== TASK DETAILS ==
Convert every line of the records below into a JSON list of strings, one string per line, skipping blank lines. Leave out the pictures.

== RECORDS SUPPLIED ==
+--

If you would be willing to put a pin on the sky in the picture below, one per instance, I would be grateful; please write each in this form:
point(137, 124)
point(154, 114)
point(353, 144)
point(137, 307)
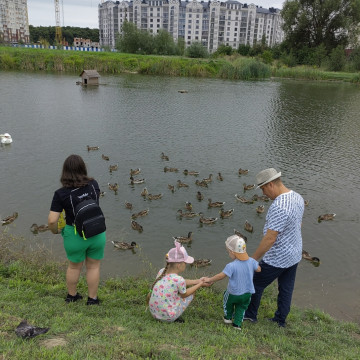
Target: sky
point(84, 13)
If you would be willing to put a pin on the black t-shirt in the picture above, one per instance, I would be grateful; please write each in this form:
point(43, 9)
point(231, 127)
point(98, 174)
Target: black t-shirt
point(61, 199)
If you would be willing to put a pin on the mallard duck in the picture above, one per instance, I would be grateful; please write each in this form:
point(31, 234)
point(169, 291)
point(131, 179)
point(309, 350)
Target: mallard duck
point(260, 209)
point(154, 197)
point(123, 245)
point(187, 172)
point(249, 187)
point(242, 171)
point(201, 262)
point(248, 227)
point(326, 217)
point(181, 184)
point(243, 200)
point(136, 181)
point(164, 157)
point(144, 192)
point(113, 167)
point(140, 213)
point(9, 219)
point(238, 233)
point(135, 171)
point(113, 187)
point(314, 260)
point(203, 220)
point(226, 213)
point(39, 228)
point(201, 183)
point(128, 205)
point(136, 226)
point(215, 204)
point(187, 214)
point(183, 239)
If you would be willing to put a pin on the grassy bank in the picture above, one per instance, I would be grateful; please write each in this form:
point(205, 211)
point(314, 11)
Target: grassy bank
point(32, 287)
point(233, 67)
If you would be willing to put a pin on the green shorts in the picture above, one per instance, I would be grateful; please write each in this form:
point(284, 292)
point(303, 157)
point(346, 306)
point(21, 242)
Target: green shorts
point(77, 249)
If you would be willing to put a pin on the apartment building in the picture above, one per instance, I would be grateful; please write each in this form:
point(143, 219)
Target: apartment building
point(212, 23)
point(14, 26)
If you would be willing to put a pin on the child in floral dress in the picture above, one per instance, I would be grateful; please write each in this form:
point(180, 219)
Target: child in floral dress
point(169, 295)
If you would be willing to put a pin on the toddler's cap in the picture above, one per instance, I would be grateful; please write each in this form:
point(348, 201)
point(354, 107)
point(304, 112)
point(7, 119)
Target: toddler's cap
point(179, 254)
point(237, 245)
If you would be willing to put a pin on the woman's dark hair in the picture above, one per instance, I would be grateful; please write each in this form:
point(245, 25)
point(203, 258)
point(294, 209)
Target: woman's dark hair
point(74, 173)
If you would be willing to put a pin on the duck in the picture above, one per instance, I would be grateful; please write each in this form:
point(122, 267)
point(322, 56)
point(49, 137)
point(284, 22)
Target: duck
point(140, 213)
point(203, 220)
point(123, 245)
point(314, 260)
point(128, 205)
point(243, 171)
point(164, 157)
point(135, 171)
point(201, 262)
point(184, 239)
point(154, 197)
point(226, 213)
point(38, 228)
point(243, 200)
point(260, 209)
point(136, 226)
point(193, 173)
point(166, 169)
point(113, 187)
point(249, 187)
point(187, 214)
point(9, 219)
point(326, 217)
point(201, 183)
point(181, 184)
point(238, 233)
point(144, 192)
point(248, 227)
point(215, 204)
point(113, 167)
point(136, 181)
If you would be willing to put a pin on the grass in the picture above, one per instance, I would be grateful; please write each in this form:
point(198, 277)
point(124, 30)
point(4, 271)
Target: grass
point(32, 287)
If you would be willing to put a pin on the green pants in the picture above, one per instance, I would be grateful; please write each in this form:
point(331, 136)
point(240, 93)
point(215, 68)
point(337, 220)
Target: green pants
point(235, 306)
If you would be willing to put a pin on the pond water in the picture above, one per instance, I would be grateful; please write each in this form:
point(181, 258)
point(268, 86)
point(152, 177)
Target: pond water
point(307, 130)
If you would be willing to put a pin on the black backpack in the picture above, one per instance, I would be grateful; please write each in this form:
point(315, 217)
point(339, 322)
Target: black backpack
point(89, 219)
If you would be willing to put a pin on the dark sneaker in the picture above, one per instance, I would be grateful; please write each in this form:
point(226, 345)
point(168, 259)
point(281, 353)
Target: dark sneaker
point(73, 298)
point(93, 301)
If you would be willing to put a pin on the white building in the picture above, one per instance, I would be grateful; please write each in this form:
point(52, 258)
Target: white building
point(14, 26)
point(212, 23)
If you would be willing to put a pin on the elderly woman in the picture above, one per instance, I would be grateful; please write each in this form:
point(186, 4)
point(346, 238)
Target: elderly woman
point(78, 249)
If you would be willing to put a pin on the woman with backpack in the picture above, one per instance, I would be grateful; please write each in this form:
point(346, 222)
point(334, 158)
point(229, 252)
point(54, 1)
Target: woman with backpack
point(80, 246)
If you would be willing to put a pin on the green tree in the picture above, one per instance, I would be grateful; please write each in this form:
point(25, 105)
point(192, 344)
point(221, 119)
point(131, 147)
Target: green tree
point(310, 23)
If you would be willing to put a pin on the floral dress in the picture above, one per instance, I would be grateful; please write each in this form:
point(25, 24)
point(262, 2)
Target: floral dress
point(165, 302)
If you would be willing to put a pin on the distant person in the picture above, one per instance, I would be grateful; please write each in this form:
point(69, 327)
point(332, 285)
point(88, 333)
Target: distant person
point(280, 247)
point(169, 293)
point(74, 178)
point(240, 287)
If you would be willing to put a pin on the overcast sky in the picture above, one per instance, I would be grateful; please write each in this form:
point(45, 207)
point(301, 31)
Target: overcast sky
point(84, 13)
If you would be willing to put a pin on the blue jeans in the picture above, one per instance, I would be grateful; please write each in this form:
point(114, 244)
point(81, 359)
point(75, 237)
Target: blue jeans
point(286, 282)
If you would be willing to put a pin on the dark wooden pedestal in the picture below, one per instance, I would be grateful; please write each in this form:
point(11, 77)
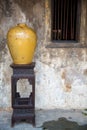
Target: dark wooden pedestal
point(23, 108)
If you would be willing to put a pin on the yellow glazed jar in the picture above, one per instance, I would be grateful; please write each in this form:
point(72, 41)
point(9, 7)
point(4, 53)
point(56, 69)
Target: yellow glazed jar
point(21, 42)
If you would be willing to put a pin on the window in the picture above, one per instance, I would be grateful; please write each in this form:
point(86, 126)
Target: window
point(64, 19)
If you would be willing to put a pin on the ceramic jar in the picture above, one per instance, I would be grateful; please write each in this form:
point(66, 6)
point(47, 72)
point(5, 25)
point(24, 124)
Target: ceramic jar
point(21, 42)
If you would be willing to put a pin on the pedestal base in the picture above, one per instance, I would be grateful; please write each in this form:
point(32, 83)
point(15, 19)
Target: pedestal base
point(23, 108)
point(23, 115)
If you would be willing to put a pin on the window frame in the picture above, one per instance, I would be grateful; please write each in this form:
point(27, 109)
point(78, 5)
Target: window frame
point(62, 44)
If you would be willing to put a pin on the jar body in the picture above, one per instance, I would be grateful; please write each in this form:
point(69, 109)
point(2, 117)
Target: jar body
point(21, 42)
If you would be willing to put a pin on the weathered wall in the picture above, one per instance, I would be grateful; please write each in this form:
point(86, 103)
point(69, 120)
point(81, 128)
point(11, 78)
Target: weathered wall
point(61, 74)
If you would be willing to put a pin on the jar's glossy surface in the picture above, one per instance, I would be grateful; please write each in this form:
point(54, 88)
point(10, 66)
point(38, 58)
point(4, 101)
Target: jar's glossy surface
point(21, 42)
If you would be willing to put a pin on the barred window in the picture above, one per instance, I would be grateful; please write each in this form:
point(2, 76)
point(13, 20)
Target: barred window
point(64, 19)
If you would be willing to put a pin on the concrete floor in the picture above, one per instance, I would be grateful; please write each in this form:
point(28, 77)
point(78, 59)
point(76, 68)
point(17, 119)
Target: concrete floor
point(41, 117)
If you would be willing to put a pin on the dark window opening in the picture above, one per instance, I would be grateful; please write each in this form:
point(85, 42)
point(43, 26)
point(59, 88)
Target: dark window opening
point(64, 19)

+--

== ANSWER TO THE PROBLEM ==
[
  "If you would be willing to put a pin on the sky in the picture below, one per instance, I would be grateful; please write each in this form:",
  "point(137, 124)",
  "point(154, 114)",
  "point(353, 144)",
  "point(137, 307)",
  "Target: sky",
  "point(84, 13)",
  "If you would be willing to put a pin on the black t-shirt in the picture above, one per instance, I would be grateful; please write each in this form:",
  "point(43, 9)",
  "point(231, 127)",
  "point(98, 174)",
  "Target: black t-shirt",
  "point(61, 199)",
  "If you would be willing to put a pin on the mallard duck in the picture above, one per instance, I would be grateful; please write each in this form:",
  "point(31, 234)",
  "point(169, 291)",
  "point(131, 179)",
  "point(309, 350)",
  "Target: mallard duck",
  "point(260, 209)",
  "point(154, 197)",
  "point(123, 245)",
  "point(187, 172)",
  "point(249, 187)",
  "point(242, 171)",
  "point(201, 262)",
  "point(248, 227)",
  "point(326, 217)",
  "point(181, 184)",
  "point(243, 200)",
  "point(136, 181)",
  "point(164, 157)",
  "point(144, 192)",
  "point(113, 167)",
  "point(140, 213)",
  "point(9, 219)",
  "point(238, 233)",
  "point(135, 171)",
  "point(113, 187)",
  "point(314, 260)",
  "point(203, 220)",
  "point(226, 213)",
  "point(39, 228)",
  "point(201, 183)",
  "point(128, 205)",
  "point(136, 226)",
  "point(215, 204)",
  "point(187, 214)",
  "point(183, 239)",
  "If you would be willing to put a pin on the grassy bank in the picture above, one per instance, I would be grateful; please write each in this form:",
  "point(205, 211)",
  "point(314, 11)",
  "Target: grassy bank",
  "point(32, 287)",
  "point(233, 67)",
  "If you would be willing to put a pin on the green shorts in the picture above, one per instance, I would be grateful; please write each in this form:",
  "point(284, 292)",
  "point(303, 157)",
  "point(346, 306)",
  "point(21, 242)",
  "Target: green shorts",
  "point(77, 249)",
  "If you would be willing to put a pin on the apartment building in the picture above, one per instance, I would be grateful; please write each in this form:",
  "point(143, 219)",
  "Target: apartment building",
  "point(212, 23)",
  "point(14, 26)",
  "If you would be willing to put a pin on the child in floral dress in the picture above, one per instance, I would be grateful; please write each in this form:",
  "point(180, 219)",
  "Target: child in floral dress",
  "point(169, 295)",
  "If you would be willing to put a pin on the toddler's cap in the picture above, one per instance, I would be grateful; please write each in this form:",
  "point(348, 201)",
  "point(354, 107)",
  "point(304, 112)",
  "point(7, 119)",
  "Target: toddler's cap",
  "point(179, 254)",
  "point(237, 245)",
  "If you would be willing to put a pin on the woman's dark hair in the picture above, one per instance, I would be grateful; please write each in this form:",
  "point(245, 25)",
  "point(203, 258)",
  "point(294, 209)",
  "Target: woman's dark hair",
  "point(74, 173)",
  "If you would be willing to put a pin on the duck in the picture above, one per instance, I would be grateful; please write each in this form:",
  "point(122, 267)",
  "point(322, 56)",
  "point(49, 137)",
  "point(284, 22)",
  "Target: duck",
  "point(140, 213)",
  "point(203, 220)",
  "point(123, 245)",
  "point(314, 260)",
  "point(128, 205)",
  "point(243, 171)",
  "point(164, 157)",
  "point(135, 171)",
  "point(201, 262)",
  "point(184, 239)",
  "point(154, 197)",
  "point(226, 213)",
  "point(38, 228)",
  "point(243, 200)",
  "point(260, 209)",
  "point(136, 226)",
  "point(193, 173)",
  "point(166, 169)",
  "point(113, 187)",
  "point(249, 187)",
  "point(187, 214)",
  "point(9, 219)",
  "point(326, 217)",
  "point(201, 183)",
  "point(181, 184)",
  "point(238, 233)",
  "point(144, 192)",
  "point(248, 227)",
  "point(215, 204)",
  "point(113, 167)",
  "point(136, 181)",
  "If you would be willing to put a pin on the grass in the picture above, one per instance, I would be grateful; please write each in this form:",
  "point(198, 277)",
  "point(124, 30)",
  "point(4, 271)",
  "Target: grass",
  "point(32, 287)",
  "If you would be willing to put a pin on the green pants in the picture above, one per instance, I would be grateful; please write each in this form:",
  "point(331, 136)",
  "point(240, 93)",
  "point(215, 68)",
  "point(337, 220)",
  "Target: green pants",
  "point(235, 306)",
  "If you would be willing to put a pin on the pond water in the picture above, one per instance, I would be grateful; please write each in this form:",
  "point(181, 258)",
  "point(268, 86)",
  "point(152, 177)",
  "Target: pond water",
  "point(307, 130)",
  "If you would be willing to put a pin on the black backpack in the picture above, one per instance, I would be grateful; please write each in this form:",
  "point(315, 217)",
  "point(339, 322)",
  "Target: black backpack",
  "point(89, 219)",
  "If you would be willing to put a pin on the dark sneaker in the picture above, one per instance, I would be grateful; please write each in this form:",
  "point(226, 345)",
  "point(168, 259)",
  "point(281, 353)",
  "Target: dark sneaker",
  "point(73, 298)",
  "point(93, 301)",
  "If you would be willing to put a pin on the white building in the picture above, one per instance, I would be grateful; please write each in this form:",
  "point(52, 258)",
  "Target: white building",
  "point(14, 26)",
  "point(212, 23)",
  "If you would be willing to put a pin on the elderly woman in the picture above, one per instance, I would be grateful; please write each in this form:",
  "point(186, 4)",
  "point(346, 238)",
  "Target: elderly woman",
  "point(78, 249)",
  "If you would be willing to put a pin on the woman with backpack in the picture above, one per instance, I would be grateful; please write each in this form:",
  "point(346, 222)",
  "point(334, 158)",
  "point(229, 252)",
  "point(54, 1)",
  "Target: woman with backpack",
  "point(80, 246)",
  "If you would be willing to put a pin on the green tree in the picture above, one per instance, I would be grateful; please write each in this form:",
  "point(25, 105)",
  "point(192, 344)",
  "point(221, 119)",
  "point(131, 147)",
  "Target: green tree",
  "point(310, 23)",
  "If you would be willing to put a pin on the floral dress in the picture above, one per instance, I would be grateful; please write each in this form:",
  "point(25, 24)",
  "point(262, 2)",
  "Target: floral dress",
  "point(165, 302)",
  "If you would be willing to put a pin on the distant person in the picture above, one per instance, I would be grateful; please write each in this form:",
  "point(69, 327)",
  "point(332, 285)",
  "point(88, 333)",
  "Target: distant person",
  "point(280, 247)",
  "point(169, 293)",
  "point(74, 178)",
  "point(240, 287)",
  "If you would be willing to put a pin on the overcast sky in the picture above, one per instance, I would be grateful; please write each in this form:",
  "point(45, 207)",
  "point(301, 31)",
  "Target: overcast sky",
  "point(84, 13)",
  "If you would be willing to put a pin on the blue jeans in the picture above, one per instance, I would be grateful; please write each in this form:",
  "point(114, 244)",
  "point(81, 359)",
  "point(75, 237)",
  "Target: blue jeans",
  "point(286, 282)",
  "If you would be willing to put a pin on the dark wooden pedestal in the picture below, one per instance, I would be grateful; please write each in this form:",
  "point(11, 77)",
  "Target: dark wooden pedestal",
  "point(23, 108)",
  "If you would be willing to put a pin on the yellow glazed jar in the picture above, one per instance, I would be grateful; please write each in this form:",
  "point(72, 41)",
  "point(9, 7)",
  "point(4, 53)",
  "point(56, 69)",
  "Target: yellow glazed jar",
  "point(21, 42)",
  "If you would be willing to put a pin on the window in the picture above, one per instance, I would be grateful; please write each in this form:",
  "point(86, 126)",
  "Target: window",
  "point(64, 19)",
  "If you would be willing to put a pin on the ceramic jar in the picture above, one per instance, I would be grateful; please write each in this form:",
  "point(66, 6)",
  "point(47, 72)",
  "point(5, 25)",
  "point(24, 124)",
  "Target: ceramic jar",
  "point(21, 42)",
  "If you would be willing to put a pin on the pedestal base in the picture above, one per instance, I would be grateful; please write each in this form:",
  "point(32, 83)",
  "point(15, 19)",
  "Target: pedestal base",
  "point(23, 108)",
  "point(23, 115)",
  "If you would be willing to put a pin on the window frame in the picture above, one per instance, I would be grateful; please write each in this form:",
  "point(27, 109)",
  "point(78, 5)",
  "Target: window frame",
  "point(62, 44)",
  "If you would be willing to put a pin on the jar body in the picture above, one per instance, I would be grateful; please write each in this form:",
  "point(69, 109)",
  "point(2, 117)",
  "Target: jar body",
  "point(21, 42)",
  "If you would be willing to put a pin on the weathered wall in the picture above, one per instance, I would be grateful; please write each in this form:",
  "point(86, 103)",
  "point(69, 120)",
  "point(81, 128)",
  "point(11, 78)",
  "Target: weathered wall",
  "point(61, 74)",
  "If you would be willing to put a pin on the jar's glossy surface in the picture above, one per instance, I would be grateful; please write each in this form:",
  "point(54, 88)",
  "point(10, 66)",
  "point(38, 58)",
  "point(4, 101)",
  "Target: jar's glossy surface",
  "point(21, 42)",
  "If you would be willing to put a pin on the barred window in the picture above, one per instance, I would be grateful; please write each in this form:",
  "point(2, 76)",
  "point(13, 20)",
  "Target: barred window",
  "point(64, 19)",
  "If you would be willing to put a pin on the concrete floor in the picture above, one per instance, I would be grateful; please write each in this form:",
  "point(28, 77)",
  "point(78, 59)",
  "point(76, 68)",
  "point(17, 119)",
  "Target: concrete floor",
  "point(41, 117)",
  "If you would be willing to put a pin on the dark window opening in the picture above, one per instance, I would be grateful; please write each in this form:",
  "point(85, 42)",
  "point(43, 26)",
  "point(59, 88)",
  "Target: dark window opening",
  "point(64, 19)"
]